WHAT THE TASK ASKS
Could you edit the entries below, beginning at the line that has "Should you be willing to segment every instance of the orange" and stopping after the line that has "M 258 72 L 258", so that "segment" becomes "outline" and nothing else changes? Return only those lines.

INPUT DATA
>>>>

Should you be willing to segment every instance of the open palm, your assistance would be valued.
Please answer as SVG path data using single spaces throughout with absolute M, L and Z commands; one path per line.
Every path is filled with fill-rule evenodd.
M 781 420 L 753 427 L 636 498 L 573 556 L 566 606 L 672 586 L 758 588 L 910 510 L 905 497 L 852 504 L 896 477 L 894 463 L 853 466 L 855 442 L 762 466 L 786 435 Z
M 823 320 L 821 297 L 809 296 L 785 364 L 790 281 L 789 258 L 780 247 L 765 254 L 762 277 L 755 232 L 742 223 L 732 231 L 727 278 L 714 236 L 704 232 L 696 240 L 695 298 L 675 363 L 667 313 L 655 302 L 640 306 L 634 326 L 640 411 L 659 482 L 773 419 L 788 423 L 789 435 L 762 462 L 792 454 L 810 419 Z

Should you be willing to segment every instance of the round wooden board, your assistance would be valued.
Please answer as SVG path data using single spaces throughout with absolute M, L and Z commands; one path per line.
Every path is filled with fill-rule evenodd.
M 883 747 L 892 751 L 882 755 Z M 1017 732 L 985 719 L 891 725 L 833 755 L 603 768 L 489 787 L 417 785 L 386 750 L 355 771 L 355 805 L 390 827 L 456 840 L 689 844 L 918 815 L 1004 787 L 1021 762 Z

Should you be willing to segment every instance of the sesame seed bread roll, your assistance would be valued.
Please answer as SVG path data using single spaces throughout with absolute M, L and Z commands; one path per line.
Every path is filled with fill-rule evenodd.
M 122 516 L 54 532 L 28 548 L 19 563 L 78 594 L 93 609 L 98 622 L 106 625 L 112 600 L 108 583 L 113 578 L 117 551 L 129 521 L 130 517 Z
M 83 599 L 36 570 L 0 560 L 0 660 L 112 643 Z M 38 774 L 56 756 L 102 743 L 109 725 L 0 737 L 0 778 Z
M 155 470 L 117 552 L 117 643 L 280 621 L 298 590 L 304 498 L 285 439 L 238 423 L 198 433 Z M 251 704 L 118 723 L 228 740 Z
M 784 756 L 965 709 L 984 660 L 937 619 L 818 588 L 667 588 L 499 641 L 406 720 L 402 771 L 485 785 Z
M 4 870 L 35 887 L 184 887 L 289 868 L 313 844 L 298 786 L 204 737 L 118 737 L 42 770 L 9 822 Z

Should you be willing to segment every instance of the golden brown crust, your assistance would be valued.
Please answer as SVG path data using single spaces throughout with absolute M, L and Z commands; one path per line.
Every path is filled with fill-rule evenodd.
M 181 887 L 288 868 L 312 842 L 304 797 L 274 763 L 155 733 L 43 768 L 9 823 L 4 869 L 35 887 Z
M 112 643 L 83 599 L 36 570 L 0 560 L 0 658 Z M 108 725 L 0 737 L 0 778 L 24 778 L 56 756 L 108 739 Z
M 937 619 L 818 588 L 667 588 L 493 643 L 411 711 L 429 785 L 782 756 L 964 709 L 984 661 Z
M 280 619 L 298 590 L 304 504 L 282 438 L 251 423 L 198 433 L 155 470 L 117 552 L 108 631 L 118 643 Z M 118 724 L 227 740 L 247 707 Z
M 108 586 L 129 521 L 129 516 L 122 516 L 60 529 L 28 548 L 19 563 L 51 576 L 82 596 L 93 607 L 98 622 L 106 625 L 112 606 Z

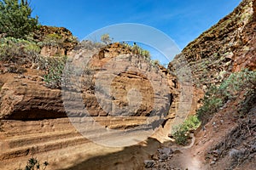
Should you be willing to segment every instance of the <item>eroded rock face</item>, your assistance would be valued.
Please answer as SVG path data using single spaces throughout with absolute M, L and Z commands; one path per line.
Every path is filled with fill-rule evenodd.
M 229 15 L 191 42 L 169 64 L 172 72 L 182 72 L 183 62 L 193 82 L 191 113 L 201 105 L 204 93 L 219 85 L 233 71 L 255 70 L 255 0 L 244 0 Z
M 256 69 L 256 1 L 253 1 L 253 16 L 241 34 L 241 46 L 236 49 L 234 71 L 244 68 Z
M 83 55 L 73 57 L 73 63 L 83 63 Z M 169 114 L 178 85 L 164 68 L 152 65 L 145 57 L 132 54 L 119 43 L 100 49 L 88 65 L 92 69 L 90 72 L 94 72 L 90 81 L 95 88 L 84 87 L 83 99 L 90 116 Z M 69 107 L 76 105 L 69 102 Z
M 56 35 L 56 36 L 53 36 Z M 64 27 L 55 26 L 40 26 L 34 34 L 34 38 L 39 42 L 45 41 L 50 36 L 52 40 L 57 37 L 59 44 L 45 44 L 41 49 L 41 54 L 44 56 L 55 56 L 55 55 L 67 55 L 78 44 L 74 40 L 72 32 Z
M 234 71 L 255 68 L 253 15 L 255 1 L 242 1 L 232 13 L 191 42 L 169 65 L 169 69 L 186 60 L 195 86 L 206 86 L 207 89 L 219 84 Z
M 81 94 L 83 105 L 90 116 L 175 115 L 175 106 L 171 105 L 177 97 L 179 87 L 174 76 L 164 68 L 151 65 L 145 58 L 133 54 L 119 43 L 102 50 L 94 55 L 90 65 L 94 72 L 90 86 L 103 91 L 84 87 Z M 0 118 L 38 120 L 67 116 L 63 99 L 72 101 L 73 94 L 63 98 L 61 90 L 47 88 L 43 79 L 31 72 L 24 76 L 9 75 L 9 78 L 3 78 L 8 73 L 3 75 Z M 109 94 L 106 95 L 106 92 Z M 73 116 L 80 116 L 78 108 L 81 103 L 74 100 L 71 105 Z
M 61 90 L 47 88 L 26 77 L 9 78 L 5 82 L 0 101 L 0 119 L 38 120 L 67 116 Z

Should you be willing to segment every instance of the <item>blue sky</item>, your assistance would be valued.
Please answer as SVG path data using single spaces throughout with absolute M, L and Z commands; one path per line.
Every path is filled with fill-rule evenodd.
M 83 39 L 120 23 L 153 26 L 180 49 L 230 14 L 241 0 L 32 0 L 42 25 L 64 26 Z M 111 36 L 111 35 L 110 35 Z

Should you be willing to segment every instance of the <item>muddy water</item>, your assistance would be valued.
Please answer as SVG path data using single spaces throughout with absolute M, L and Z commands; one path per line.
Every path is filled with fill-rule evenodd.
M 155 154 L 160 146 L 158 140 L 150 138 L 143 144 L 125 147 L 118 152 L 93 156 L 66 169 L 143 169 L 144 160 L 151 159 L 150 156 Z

<<<<
>>>>

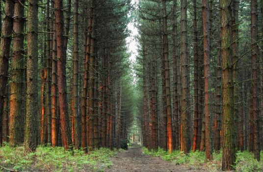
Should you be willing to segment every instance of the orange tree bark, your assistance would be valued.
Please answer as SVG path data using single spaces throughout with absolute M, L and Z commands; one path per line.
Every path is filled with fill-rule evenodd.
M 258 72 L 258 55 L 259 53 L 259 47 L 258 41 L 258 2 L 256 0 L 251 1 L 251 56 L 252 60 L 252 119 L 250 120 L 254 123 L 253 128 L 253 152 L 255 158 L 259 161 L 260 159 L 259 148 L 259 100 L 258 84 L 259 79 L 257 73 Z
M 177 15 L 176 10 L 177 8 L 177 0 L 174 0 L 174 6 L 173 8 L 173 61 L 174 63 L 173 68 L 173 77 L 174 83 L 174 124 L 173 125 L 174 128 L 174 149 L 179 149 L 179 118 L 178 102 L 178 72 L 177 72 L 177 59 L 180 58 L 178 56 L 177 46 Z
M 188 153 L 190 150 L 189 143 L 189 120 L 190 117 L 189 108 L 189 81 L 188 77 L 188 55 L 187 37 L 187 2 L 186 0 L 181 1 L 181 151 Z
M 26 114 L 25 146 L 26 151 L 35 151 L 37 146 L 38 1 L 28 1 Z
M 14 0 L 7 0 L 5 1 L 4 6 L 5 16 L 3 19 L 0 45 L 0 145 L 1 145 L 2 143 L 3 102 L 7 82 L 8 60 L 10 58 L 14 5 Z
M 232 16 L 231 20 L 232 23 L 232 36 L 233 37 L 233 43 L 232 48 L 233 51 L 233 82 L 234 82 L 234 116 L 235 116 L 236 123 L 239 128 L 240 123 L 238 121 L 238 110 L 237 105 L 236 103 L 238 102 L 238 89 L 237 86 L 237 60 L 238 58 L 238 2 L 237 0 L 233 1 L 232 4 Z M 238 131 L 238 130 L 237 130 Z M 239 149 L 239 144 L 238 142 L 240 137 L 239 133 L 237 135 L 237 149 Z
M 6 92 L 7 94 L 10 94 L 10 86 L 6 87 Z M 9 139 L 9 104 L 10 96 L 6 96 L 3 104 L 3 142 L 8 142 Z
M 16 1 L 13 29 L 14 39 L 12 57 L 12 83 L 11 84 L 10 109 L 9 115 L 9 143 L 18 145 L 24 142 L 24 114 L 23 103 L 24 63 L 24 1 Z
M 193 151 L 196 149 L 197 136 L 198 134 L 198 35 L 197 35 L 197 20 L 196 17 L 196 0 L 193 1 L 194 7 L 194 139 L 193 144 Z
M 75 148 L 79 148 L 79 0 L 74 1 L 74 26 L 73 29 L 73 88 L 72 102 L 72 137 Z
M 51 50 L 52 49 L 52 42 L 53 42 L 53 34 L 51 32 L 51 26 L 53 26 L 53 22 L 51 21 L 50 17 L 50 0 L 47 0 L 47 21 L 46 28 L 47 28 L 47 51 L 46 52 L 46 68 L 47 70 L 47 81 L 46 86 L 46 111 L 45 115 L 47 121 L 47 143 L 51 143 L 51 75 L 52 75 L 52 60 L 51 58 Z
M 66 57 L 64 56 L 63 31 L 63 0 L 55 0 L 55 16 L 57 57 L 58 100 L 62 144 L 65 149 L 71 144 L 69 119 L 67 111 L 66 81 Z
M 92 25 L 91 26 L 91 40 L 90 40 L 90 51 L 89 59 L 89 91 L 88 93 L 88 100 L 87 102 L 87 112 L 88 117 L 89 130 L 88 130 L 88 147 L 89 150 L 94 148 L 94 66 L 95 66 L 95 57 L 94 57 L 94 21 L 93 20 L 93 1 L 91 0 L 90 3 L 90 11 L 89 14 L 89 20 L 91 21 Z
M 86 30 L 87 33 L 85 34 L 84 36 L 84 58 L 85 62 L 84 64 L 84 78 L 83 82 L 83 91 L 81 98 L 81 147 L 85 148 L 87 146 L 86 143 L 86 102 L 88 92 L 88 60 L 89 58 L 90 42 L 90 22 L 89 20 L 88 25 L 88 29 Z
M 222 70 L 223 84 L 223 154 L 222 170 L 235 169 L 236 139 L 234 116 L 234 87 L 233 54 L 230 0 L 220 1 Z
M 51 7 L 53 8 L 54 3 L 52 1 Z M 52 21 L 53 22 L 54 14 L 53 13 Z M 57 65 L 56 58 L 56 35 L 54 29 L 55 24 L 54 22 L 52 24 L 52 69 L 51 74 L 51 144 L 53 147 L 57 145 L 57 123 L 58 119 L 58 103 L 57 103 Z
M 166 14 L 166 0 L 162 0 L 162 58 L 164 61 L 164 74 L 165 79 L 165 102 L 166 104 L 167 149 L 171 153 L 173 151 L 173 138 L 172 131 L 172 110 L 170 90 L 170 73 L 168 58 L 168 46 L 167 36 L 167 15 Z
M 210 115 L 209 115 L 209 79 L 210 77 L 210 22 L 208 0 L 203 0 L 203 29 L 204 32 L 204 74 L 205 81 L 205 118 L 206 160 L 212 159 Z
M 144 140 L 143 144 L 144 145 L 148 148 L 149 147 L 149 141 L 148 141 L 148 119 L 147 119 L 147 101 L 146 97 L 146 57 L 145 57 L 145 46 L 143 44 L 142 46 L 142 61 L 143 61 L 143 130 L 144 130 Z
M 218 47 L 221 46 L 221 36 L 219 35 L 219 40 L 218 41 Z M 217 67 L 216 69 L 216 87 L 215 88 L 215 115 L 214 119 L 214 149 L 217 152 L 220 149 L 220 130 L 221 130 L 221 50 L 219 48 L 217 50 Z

<<<<

RESPONSE TO THIS TASK
Should you be willing to outline every instance of the orange tree bark, your assistance would be valued.
Please answer as SVG path data using single spaces throughout with absolute M, L and Z commands; one path per line.
Every path is filled with fill-rule evenodd.
M 258 72 L 258 55 L 259 53 L 259 47 L 258 41 L 258 2 L 256 0 L 251 1 L 251 56 L 252 60 L 252 119 L 250 120 L 254 123 L 253 128 L 253 152 L 255 158 L 259 161 L 260 159 L 259 148 L 259 100 L 258 84 L 259 79 L 257 73 Z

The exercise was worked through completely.